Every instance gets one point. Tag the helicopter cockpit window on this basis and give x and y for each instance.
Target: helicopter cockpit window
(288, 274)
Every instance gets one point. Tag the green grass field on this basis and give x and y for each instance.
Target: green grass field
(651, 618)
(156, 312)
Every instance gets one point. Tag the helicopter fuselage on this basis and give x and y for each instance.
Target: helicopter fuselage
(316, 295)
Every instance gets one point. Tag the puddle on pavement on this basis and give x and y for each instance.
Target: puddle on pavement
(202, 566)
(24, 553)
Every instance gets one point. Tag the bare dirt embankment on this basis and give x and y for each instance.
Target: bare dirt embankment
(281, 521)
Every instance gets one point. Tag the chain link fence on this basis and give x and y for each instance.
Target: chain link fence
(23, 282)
========
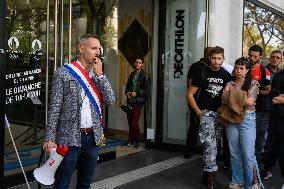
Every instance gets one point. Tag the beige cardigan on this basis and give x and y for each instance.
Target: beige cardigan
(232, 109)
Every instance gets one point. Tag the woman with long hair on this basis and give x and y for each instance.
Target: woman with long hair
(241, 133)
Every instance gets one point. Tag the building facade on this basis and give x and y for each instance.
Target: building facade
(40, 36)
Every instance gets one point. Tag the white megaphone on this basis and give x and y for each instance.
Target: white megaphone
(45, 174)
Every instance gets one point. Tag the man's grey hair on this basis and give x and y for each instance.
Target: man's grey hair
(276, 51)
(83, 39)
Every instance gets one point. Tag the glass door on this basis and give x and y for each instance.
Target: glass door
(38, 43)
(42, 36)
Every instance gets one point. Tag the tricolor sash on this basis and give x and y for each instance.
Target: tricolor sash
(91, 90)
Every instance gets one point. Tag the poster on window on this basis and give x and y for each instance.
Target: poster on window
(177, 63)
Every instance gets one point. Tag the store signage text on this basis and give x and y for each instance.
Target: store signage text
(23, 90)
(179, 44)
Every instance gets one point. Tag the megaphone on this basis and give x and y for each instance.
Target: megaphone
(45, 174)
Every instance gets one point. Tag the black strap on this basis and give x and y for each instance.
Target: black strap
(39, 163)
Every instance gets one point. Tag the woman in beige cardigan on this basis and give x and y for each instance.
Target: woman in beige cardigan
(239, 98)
========
• [WRITTEN REQUEST] Reproduce each line of the records above that includes the word "fuselage".

• [WRITTEN ANSWER]
Every instance gets one point. Tag the helicopter fuselage on this basis and give x and y for each instance.
Target: helicopter fuselage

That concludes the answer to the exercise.